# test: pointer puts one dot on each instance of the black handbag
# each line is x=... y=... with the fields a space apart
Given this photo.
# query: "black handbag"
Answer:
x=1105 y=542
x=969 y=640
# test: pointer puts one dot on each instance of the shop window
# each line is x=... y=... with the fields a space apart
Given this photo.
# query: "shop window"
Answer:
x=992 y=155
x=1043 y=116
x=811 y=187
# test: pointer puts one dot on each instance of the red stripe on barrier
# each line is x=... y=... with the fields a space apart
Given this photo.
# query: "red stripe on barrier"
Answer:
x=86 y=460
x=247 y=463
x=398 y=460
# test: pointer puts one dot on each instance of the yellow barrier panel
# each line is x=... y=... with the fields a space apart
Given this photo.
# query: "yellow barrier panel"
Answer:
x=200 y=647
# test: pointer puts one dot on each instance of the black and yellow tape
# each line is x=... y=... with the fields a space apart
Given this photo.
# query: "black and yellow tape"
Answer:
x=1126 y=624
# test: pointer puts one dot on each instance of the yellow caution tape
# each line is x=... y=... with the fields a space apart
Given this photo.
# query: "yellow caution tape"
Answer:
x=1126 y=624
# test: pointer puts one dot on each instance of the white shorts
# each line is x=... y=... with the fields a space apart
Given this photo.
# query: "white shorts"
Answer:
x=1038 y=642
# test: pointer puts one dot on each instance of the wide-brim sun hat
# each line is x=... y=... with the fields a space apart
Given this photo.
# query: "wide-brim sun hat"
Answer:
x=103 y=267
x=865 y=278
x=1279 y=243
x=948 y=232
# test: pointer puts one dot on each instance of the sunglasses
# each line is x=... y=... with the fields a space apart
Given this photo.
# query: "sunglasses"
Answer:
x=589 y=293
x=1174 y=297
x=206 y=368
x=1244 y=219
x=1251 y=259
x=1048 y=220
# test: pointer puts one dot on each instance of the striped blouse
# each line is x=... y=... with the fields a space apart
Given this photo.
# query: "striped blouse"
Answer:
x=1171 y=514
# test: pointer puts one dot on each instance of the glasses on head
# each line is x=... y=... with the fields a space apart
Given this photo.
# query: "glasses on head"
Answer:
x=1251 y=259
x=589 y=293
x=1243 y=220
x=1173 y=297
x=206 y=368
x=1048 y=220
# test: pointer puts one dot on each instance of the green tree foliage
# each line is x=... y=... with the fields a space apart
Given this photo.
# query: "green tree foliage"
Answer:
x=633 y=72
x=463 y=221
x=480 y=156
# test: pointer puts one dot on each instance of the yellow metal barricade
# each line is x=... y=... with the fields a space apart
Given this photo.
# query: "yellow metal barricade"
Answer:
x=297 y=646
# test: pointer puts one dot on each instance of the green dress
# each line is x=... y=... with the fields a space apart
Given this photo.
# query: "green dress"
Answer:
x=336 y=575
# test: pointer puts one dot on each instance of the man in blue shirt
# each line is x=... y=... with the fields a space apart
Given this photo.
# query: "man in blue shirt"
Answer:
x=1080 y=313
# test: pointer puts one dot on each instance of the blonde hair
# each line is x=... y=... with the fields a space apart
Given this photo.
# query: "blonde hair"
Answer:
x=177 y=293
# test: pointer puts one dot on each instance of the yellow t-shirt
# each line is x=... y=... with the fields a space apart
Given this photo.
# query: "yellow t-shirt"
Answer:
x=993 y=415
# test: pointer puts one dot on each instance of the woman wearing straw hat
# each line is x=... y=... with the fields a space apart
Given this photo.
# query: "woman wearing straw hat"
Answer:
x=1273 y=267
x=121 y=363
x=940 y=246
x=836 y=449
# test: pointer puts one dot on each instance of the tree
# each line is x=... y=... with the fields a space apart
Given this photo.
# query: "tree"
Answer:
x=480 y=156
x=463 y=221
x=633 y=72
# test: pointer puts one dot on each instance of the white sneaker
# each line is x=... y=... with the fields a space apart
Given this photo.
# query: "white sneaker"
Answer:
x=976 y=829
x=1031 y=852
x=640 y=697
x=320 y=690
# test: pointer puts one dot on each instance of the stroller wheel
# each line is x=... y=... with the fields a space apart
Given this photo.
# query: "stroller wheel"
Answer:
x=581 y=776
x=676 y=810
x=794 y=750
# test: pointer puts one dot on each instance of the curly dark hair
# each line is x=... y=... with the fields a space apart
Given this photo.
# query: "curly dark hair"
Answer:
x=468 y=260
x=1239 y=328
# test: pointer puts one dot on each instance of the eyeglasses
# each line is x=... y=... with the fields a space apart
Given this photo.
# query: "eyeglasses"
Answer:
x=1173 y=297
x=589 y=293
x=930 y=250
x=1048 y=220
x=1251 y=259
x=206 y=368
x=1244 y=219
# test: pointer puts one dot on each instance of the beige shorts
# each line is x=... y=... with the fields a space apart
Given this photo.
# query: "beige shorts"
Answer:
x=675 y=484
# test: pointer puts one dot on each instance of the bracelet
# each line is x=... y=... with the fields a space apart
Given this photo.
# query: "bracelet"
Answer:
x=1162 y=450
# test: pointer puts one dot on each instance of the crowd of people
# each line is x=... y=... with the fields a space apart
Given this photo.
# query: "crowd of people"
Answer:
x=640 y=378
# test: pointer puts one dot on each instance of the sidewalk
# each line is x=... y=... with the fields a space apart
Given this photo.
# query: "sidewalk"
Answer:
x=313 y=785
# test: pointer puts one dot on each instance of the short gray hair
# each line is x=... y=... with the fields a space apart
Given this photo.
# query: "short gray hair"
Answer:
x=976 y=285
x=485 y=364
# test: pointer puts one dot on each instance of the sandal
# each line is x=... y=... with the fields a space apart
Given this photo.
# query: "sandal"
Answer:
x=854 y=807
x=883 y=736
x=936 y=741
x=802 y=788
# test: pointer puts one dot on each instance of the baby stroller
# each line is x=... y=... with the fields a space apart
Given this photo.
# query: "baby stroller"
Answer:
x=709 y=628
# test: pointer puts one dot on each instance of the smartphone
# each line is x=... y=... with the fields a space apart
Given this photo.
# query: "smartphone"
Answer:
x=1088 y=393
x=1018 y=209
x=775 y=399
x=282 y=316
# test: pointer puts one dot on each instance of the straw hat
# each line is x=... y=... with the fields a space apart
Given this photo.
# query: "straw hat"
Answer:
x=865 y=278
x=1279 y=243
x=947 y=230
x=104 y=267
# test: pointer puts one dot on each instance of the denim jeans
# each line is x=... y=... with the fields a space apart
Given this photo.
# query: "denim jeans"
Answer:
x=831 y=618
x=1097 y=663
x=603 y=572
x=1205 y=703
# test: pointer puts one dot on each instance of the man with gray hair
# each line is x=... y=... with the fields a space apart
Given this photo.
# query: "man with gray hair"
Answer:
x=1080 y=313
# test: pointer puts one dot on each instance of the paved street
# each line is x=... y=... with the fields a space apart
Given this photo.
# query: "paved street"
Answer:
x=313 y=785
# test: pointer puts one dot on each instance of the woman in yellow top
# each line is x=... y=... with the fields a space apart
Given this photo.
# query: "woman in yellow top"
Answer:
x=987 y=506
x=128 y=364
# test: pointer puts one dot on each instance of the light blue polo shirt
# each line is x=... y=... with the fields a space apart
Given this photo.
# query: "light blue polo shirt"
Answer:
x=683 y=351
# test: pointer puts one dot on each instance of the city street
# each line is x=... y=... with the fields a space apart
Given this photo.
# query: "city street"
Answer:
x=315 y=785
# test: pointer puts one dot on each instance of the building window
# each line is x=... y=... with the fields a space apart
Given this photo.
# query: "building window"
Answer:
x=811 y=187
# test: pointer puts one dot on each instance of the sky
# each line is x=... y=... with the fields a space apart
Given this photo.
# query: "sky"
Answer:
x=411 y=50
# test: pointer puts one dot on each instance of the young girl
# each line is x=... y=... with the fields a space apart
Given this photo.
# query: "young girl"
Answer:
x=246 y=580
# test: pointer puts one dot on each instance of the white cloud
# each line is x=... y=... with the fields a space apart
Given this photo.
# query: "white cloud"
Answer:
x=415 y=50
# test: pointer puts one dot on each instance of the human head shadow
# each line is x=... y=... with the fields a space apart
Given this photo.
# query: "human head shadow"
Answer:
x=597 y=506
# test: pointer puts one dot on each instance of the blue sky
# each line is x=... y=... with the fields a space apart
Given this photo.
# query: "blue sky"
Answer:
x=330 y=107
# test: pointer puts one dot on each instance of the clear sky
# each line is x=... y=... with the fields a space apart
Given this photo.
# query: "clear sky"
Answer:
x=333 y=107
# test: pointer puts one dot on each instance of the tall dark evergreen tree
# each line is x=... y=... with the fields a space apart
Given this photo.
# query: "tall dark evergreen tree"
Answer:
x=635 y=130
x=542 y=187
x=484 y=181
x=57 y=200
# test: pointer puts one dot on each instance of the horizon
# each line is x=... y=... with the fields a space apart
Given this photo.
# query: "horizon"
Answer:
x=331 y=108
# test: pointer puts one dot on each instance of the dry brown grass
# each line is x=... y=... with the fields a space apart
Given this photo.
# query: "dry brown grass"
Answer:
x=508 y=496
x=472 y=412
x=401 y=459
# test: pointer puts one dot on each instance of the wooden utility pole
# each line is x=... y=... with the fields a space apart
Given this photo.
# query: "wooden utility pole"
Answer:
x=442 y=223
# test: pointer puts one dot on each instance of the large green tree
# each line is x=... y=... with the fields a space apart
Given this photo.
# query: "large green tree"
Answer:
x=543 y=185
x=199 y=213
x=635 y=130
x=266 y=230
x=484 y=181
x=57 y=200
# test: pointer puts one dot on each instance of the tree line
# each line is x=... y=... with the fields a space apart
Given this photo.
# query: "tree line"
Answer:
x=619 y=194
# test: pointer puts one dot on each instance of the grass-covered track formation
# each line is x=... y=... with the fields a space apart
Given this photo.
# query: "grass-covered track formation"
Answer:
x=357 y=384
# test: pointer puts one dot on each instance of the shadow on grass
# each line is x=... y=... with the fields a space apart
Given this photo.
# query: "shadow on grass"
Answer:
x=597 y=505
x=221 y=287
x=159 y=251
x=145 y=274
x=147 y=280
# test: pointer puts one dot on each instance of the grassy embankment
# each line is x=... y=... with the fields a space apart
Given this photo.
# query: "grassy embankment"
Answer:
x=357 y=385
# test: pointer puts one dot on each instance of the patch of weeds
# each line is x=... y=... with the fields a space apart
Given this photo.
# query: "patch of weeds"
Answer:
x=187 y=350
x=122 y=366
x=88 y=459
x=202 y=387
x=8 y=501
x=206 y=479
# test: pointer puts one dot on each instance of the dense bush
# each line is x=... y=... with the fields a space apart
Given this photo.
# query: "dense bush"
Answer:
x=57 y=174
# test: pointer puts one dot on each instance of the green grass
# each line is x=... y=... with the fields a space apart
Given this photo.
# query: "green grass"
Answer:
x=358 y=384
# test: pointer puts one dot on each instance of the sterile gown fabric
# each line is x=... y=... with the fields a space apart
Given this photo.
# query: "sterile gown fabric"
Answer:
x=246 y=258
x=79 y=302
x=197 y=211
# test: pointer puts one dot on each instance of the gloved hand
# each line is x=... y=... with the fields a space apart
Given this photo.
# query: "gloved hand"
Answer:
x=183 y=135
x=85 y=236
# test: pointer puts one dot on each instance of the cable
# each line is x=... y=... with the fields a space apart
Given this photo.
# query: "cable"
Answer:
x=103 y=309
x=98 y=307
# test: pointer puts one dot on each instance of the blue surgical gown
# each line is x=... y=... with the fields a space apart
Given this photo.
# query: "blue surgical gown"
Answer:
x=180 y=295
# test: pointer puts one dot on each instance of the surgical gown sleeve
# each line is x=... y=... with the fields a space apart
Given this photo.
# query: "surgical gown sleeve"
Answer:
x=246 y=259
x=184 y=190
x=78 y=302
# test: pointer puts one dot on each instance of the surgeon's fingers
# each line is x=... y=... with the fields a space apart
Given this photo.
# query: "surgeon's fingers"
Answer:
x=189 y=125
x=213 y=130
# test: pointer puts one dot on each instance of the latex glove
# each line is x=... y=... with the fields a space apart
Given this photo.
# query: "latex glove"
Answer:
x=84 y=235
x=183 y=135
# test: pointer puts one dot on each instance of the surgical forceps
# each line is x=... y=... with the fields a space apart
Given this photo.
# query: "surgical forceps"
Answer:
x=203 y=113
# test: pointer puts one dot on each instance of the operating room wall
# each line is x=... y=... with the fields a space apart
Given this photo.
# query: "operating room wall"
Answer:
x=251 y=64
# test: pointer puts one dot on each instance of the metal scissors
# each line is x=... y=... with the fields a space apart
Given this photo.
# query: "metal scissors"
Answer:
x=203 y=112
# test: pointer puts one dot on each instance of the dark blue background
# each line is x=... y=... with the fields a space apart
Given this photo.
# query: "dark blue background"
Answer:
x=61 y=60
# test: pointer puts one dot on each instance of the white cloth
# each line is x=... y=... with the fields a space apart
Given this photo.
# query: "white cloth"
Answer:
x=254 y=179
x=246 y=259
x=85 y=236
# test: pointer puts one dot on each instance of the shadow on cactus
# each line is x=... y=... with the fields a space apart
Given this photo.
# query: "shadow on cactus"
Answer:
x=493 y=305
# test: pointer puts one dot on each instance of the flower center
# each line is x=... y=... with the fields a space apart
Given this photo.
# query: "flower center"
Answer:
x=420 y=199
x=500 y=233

__EXERCISE DESCRIPTION__
Within the listing above, filter for lines holding the string "shirt" and copy each one.

__THE COMPLETED TASK__
# test: pointer puts one dot on each instance of the man in blue shirt
# query: "man in blue shirt"
# test: pointer puts one dot on each instance of the yellow t-shirt
# query: "yellow t-shirt"
# test: pointer puts one dot on each instance of the light blue polo shirt
# query: "light blue polo shirt"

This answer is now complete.